## Problem statement
Copy each of the records below word for word, with nothing changed.

## Exercise data
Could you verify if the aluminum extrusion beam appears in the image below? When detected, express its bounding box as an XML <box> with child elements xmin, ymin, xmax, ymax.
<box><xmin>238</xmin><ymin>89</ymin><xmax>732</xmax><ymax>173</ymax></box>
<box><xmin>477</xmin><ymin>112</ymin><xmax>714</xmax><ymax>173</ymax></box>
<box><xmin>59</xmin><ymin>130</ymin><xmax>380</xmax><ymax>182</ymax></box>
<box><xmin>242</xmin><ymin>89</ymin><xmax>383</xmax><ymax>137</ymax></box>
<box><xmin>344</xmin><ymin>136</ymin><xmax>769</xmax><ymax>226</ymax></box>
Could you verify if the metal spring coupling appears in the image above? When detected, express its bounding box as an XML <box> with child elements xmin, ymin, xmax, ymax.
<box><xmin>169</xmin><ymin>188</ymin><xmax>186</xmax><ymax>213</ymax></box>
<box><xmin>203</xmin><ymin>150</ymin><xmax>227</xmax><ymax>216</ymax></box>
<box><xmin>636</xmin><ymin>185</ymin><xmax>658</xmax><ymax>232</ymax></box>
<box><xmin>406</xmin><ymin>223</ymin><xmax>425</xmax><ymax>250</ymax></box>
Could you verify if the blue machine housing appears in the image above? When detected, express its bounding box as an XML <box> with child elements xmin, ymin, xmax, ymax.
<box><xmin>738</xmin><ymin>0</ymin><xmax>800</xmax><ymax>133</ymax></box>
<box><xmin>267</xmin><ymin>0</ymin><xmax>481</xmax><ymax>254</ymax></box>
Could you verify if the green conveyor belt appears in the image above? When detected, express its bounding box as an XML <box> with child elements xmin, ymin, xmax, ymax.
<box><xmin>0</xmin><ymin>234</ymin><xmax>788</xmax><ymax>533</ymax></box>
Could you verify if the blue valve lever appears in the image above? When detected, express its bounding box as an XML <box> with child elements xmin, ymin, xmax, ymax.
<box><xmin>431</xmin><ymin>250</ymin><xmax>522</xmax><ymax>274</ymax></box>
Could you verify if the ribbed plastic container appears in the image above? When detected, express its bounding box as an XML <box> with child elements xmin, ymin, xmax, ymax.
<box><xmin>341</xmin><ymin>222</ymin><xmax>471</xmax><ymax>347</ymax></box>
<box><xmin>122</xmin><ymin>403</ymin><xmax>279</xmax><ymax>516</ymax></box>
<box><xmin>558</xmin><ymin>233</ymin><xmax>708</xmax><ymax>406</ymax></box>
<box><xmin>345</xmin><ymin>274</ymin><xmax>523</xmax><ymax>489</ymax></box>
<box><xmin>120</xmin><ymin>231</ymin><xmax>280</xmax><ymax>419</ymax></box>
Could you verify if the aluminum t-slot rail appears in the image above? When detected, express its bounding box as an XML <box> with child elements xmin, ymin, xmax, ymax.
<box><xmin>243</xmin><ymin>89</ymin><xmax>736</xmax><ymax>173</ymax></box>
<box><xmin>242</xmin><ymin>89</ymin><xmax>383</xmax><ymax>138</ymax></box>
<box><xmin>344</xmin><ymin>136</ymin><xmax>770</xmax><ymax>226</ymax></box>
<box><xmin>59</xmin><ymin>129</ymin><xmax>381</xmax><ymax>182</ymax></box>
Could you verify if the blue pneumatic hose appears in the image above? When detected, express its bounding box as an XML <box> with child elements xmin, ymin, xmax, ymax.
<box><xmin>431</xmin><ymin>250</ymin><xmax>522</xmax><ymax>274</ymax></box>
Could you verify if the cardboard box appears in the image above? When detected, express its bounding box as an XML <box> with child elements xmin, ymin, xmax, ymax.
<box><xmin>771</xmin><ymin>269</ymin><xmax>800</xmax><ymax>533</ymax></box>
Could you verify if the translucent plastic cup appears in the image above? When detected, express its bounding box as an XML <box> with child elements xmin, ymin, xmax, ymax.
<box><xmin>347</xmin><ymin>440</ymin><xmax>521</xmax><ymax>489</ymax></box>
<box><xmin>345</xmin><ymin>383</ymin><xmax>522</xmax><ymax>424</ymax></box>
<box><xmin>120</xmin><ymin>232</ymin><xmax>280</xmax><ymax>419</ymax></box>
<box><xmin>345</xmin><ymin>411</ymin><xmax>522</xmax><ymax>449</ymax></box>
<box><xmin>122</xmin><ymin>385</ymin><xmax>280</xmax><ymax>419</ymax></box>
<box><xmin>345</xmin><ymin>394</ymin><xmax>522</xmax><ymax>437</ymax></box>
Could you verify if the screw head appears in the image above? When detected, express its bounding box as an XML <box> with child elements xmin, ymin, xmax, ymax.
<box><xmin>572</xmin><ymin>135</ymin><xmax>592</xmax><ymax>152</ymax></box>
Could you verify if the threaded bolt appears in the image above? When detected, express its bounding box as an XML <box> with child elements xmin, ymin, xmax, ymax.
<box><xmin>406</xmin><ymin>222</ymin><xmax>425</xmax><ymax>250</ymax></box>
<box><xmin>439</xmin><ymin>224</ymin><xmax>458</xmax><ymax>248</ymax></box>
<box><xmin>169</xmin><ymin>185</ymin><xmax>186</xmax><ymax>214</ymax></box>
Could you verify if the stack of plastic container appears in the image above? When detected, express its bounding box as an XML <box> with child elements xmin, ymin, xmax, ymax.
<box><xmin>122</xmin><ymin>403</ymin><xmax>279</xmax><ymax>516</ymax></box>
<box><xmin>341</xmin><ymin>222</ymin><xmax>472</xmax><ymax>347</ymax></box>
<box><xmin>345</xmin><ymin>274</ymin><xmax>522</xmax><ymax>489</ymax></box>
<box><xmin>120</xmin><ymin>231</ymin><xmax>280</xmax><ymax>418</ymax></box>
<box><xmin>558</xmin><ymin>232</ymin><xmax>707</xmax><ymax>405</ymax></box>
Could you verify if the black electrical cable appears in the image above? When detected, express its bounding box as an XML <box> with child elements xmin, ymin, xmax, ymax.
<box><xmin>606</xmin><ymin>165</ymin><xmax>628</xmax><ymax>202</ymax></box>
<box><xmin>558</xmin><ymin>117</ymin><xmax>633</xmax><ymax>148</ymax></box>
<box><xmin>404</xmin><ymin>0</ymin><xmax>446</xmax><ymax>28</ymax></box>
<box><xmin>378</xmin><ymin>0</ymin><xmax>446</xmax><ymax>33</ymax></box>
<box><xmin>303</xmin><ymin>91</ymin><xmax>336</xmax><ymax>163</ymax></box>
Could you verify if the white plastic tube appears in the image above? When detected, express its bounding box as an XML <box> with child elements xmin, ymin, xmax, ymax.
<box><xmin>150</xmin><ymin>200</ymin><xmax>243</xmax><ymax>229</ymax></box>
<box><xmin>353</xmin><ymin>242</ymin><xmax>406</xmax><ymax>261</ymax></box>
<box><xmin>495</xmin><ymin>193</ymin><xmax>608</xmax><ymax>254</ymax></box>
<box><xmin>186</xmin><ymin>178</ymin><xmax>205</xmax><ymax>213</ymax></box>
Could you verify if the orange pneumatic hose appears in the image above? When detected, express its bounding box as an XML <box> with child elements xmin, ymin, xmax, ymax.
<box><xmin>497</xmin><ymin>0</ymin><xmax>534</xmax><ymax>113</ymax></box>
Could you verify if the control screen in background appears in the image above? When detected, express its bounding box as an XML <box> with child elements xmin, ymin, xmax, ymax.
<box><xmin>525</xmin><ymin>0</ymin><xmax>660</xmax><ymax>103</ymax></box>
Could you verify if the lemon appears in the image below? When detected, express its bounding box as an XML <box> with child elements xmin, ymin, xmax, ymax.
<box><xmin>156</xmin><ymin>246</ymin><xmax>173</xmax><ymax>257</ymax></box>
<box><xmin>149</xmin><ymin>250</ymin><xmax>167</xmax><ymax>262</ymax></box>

## Answer to the problem
Could you verify if the aluminum extrusion beam appears in the image below? When detected, express its bounding box as an XML <box> with child elements xmin, ymin, xmax, ymax.
<box><xmin>238</xmin><ymin>89</ymin><xmax>732</xmax><ymax>173</ymax></box>
<box><xmin>477</xmin><ymin>112</ymin><xmax>714</xmax><ymax>173</ymax></box>
<box><xmin>59</xmin><ymin>130</ymin><xmax>380</xmax><ymax>182</ymax></box>
<box><xmin>242</xmin><ymin>89</ymin><xmax>383</xmax><ymax>137</ymax></box>
<box><xmin>344</xmin><ymin>136</ymin><xmax>769</xmax><ymax>226</ymax></box>
Could you verify if the metal spring coupling appears in the image above? When detected, express its bounding box as an XML <box> with child elements xmin, ymin, xmax, ymax.
<box><xmin>169</xmin><ymin>188</ymin><xmax>186</xmax><ymax>213</ymax></box>
<box><xmin>203</xmin><ymin>150</ymin><xmax>227</xmax><ymax>216</ymax></box>
<box><xmin>636</xmin><ymin>185</ymin><xmax>658</xmax><ymax>232</ymax></box>
<box><xmin>406</xmin><ymin>223</ymin><xmax>425</xmax><ymax>250</ymax></box>
Could you verify if the blue machine housing appears in the image above? When detected, express its bounding box as an XML <box> with child elements xmin, ymin, xmax, ymax.
<box><xmin>738</xmin><ymin>0</ymin><xmax>800</xmax><ymax>133</ymax></box>
<box><xmin>267</xmin><ymin>0</ymin><xmax>481</xmax><ymax>254</ymax></box>
Could you verify if the green conveyor belt appears in the image above? When detected, express its bounding box as an XML <box> with child elements xmin, ymin, xmax, ymax.
<box><xmin>0</xmin><ymin>234</ymin><xmax>788</xmax><ymax>533</ymax></box>
Could you verify if the blue valve lever appears in the image above? When detected, express its bounding box as an XML <box> with child elements xmin, ymin, xmax, ymax.
<box><xmin>431</xmin><ymin>250</ymin><xmax>522</xmax><ymax>274</ymax></box>
Could you verify if the ribbed plastic container appears in the image above? When detected, express its bounding box as an XML <box> with child elements xmin, ymin, xmax, ymax.
<box><xmin>341</xmin><ymin>222</ymin><xmax>471</xmax><ymax>347</ymax></box>
<box><xmin>122</xmin><ymin>403</ymin><xmax>279</xmax><ymax>516</ymax></box>
<box><xmin>558</xmin><ymin>233</ymin><xmax>708</xmax><ymax>406</ymax></box>
<box><xmin>345</xmin><ymin>274</ymin><xmax>523</xmax><ymax>489</ymax></box>
<box><xmin>120</xmin><ymin>231</ymin><xmax>280</xmax><ymax>419</ymax></box>
Could you verify if the aluminum t-slot rail appears in the image above? When detected, express its bounding box as an XML <box> with child elements xmin, ymin, xmax, ymax.
<box><xmin>243</xmin><ymin>89</ymin><xmax>736</xmax><ymax>173</ymax></box>
<box><xmin>242</xmin><ymin>89</ymin><xmax>383</xmax><ymax>138</ymax></box>
<box><xmin>344</xmin><ymin>136</ymin><xmax>770</xmax><ymax>226</ymax></box>
<box><xmin>59</xmin><ymin>129</ymin><xmax>381</xmax><ymax>182</ymax></box>
Could you verify if the blue pneumatic hose appears in the image above? When detected, express its bounding box as an XML <box> with child elements xmin, ymin, xmax, ymax.
<box><xmin>431</xmin><ymin>250</ymin><xmax>522</xmax><ymax>274</ymax></box>
Could you verify if the cardboard box appears in the image above? When detected, express its bounding box as an XML <box> with child elements xmin, ymin, xmax, ymax.
<box><xmin>771</xmin><ymin>269</ymin><xmax>800</xmax><ymax>533</ymax></box>
Could you verify if the translucent plastic cup appears in the image above? When detected, express its bounding box as an XML <box> with child elements xmin, ymin, xmax, ymax.
<box><xmin>347</xmin><ymin>440</ymin><xmax>521</xmax><ymax>489</ymax></box>
<box><xmin>345</xmin><ymin>383</ymin><xmax>522</xmax><ymax>424</ymax></box>
<box><xmin>120</xmin><ymin>232</ymin><xmax>280</xmax><ymax>419</ymax></box>
<box><xmin>345</xmin><ymin>411</ymin><xmax>522</xmax><ymax>449</ymax></box>
<box><xmin>122</xmin><ymin>385</ymin><xmax>280</xmax><ymax>419</ymax></box>
<box><xmin>345</xmin><ymin>394</ymin><xmax>522</xmax><ymax>437</ymax></box>
Could you verify if the screw head appears in the image above? When detected, express its bounding box as an XML <box> with child elements xmin, ymin, xmax, ymax.
<box><xmin>572</xmin><ymin>135</ymin><xmax>592</xmax><ymax>152</ymax></box>
Could you verify if the threaded bolt appears in the image above? When detected, express its bounding box as an XML <box> with child elements xmin, ymin, xmax, ymax.
<box><xmin>406</xmin><ymin>222</ymin><xmax>425</xmax><ymax>250</ymax></box>
<box><xmin>439</xmin><ymin>224</ymin><xmax>458</xmax><ymax>248</ymax></box>
<box><xmin>169</xmin><ymin>185</ymin><xmax>186</xmax><ymax>214</ymax></box>
Could you verify if the stack of plastic container appears in the image above? When detected, express its bounding box as an XML <box> with child elements xmin, ymin, xmax, ymax.
<box><xmin>122</xmin><ymin>403</ymin><xmax>279</xmax><ymax>516</ymax></box>
<box><xmin>341</xmin><ymin>222</ymin><xmax>472</xmax><ymax>347</ymax></box>
<box><xmin>345</xmin><ymin>274</ymin><xmax>522</xmax><ymax>489</ymax></box>
<box><xmin>120</xmin><ymin>231</ymin><xmax>280</xmax><ymax>418</ymax></box>
<box><xmin>558</xmin><ymin>232</ymin><xmax>707</xmax><ymax>405</ymax></box>
Could you verify if the black electrical cable appears in the image above? When detected, express its bounding box as an XML <box> with child elements xmin, ymin, xmax, ymax.
<box><xmin>606</xmin><ymin>165</ymin><xmax>628</xmax><ymax>202</ymax></box>
<box><xmin>558</xmin><ymin>117</ymin><xmax>633</xmax><ymax>148</ymax></box>
<box><xmin>404</xmin><ymin>0</ymin><xmax>446</xmax><ymax>28</ymax></box>
<box><xmin>378</xmin><ymin>0</ymin><xmax>446</xmax><ymax>33</ymax></box>
<box><xmin>303</xmin><ymin>91</ymin><xmax>336</xmax><ymax>163</ymax></box>
Could you verify if the white plastic tube appears in the image above? When detected, express its bounding box as an XML <box> with child elements xmin, ymin, xmax, ymax.
<box><xmin>150</xmin><ymin>200</ymin><xmax>243</xmax><ymax>229</ymax></box>
<box><xmin>353</xmin><ymin>242</ymin><xmax>406</xmax><ymax>261</ymax></box>
<box><xmin>495</xmin><ymin>193</ymin><xmax>608</xmax><ymax>254</ymax></box>
<box><xmin>186</xmin><ymin>178</ymin><xmax>205</xmax><ymax>213</ymax></box>
Could you verify if the orange pneumatic hose appears in the image above? When detected, express its bounding box as an XML <box> with child elements xmin, ymin, xmax, ymax.
<box><xmin>497</xmin><ymin>0</ymin><xmax>534</xmax><ymax>113</ymax></box>
Could you verify if the control screen in background appears in the image above? When detected, express its bounding box as an XML <box> with child elements xmin, ymin, xmax, ymax.
<box><xmin>525</xmin><ymin>0</ymin><xmax>660</xmax><ymax>103</ymax></box>
Could you verify if the lemon appears in the image below? When detected, express its bounding box as an XML <box> with child elements xmin, ymin, xmax, ymax.
<box><xmin>156</xmin><ymin>246</ymin><xmax>173</xmax><ymax>257</ymax></box>
<box><xmin>149</xmin><ymin>250</ymin><xmax>167</xmax><ymax>262</ymax></box>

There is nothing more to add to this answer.